Segment Start: DATASET EXCERPTS

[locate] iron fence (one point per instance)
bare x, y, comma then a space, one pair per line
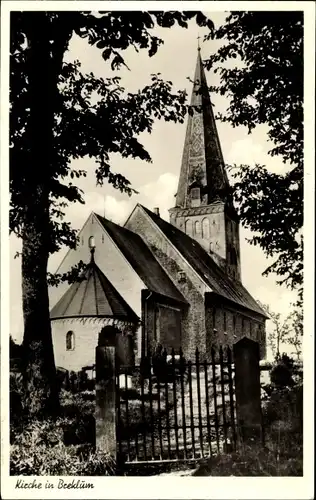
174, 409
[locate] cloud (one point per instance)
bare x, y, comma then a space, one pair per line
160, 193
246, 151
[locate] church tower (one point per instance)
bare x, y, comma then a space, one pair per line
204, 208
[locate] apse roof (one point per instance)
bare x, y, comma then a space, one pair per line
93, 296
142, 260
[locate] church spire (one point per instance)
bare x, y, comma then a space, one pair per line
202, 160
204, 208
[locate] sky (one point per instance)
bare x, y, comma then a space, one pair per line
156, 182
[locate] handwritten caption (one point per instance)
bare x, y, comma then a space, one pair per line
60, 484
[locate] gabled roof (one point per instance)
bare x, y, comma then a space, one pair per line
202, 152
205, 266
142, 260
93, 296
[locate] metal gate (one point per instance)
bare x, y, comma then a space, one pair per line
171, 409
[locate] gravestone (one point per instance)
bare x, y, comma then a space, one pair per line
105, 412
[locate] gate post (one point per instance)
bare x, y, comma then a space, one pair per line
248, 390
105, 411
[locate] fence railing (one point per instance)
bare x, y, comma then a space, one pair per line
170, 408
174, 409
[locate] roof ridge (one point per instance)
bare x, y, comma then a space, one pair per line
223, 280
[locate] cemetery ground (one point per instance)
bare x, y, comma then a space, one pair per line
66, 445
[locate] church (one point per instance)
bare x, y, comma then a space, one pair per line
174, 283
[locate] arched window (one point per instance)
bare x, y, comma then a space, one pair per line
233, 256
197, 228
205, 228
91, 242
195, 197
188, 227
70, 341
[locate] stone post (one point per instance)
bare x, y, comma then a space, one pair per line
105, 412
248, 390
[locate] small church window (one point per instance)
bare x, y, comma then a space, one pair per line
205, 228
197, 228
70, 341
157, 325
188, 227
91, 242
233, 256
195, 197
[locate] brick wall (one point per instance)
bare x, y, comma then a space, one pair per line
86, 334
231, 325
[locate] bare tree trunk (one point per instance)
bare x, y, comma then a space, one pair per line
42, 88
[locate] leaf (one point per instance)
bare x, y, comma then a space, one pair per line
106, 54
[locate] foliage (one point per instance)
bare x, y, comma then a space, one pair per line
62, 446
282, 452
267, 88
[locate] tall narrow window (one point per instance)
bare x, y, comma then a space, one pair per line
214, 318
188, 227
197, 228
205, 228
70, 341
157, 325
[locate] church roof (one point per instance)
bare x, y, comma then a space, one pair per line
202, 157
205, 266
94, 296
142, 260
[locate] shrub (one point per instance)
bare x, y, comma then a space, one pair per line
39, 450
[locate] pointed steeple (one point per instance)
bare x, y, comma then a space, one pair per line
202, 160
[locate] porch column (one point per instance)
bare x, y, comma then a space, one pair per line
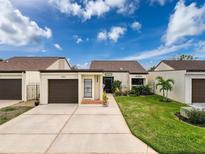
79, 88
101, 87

Segment End: DATASET EXCERPTS
Segment Start: DATASET EXCERPTS

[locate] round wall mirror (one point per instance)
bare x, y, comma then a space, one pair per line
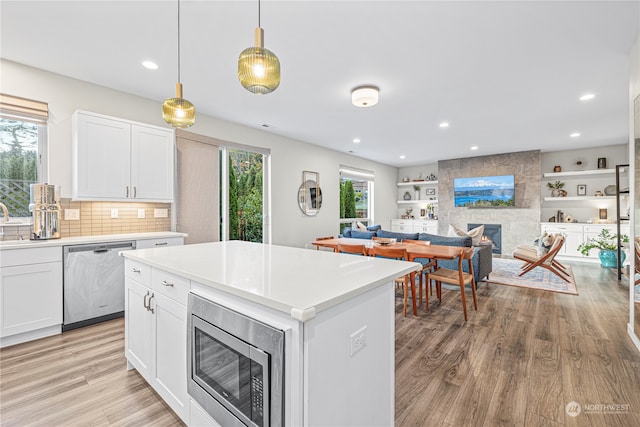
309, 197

Segment End: DATASET EXCERPTS

PROMPT -
Start with the line with "[locate] iron fence (one point per instance)" in the listing above and stop after the line with "[locate] church spire". Write out exactly the lines in that stretch and no others, without pictures.

RESULT FOR THIS EXERCISE -
[locate] iron fence (one point per instance)
bare x, y, comma then a space, one pair per line
174, 409
[locate] cloud (one point per instance)
bare x, y, comma then a space, one pair per line
160, 193
246, 151
[locate] church tower (one point per instance)
bare x, y, comma then a space, one pair per line
204, 208
[locate] apse roof (one point per instance)
bare x, y, comma then a space, one pair per line
93, 296
142, 260
[locate] church spire (one point per instance)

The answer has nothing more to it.